WHAT YOU WILL DO
Each entry must be restated exactly as it appears.

(Spatial localization data)
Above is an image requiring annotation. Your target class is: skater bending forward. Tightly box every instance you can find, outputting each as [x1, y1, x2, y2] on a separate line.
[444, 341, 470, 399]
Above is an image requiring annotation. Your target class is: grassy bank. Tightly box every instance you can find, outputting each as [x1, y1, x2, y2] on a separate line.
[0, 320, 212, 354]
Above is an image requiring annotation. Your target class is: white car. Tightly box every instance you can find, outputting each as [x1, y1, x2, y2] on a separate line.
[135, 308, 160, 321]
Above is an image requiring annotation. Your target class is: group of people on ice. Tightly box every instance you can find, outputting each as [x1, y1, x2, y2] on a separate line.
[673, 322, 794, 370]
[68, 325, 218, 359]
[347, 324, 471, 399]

OUTPUT OF THE EXERCISE
Above is an image requiring annotation. Your target class is: skater bending forward. Tightly box every instance you can find, outputting each as [x1, y1, x2, y2] on a separate line.
[444, 341, 470, 399]
Above is an image requiring annotation. Your target class is: grassy bank. Tightly box every instance you can find, outputting each as [x1, y1, x2, y2] on a separate line.
[0, 320, 212, 354]
Above is an image requiring annotation. Your target class is: white car. Tightly box every instance you can find, outputting each as [x1, y1, x2, y2] on a separate line.
[135, 308, 160, 321]
Above is an image requiring annotation. Your target class is: group of people on ice. Tightly box every instance you can find, outputting each as [x1, y1, x2, y2] on a separate line.
[673, 322, 794, 370]
[68, 325, 218, 359]
[347, 324, 471, 399]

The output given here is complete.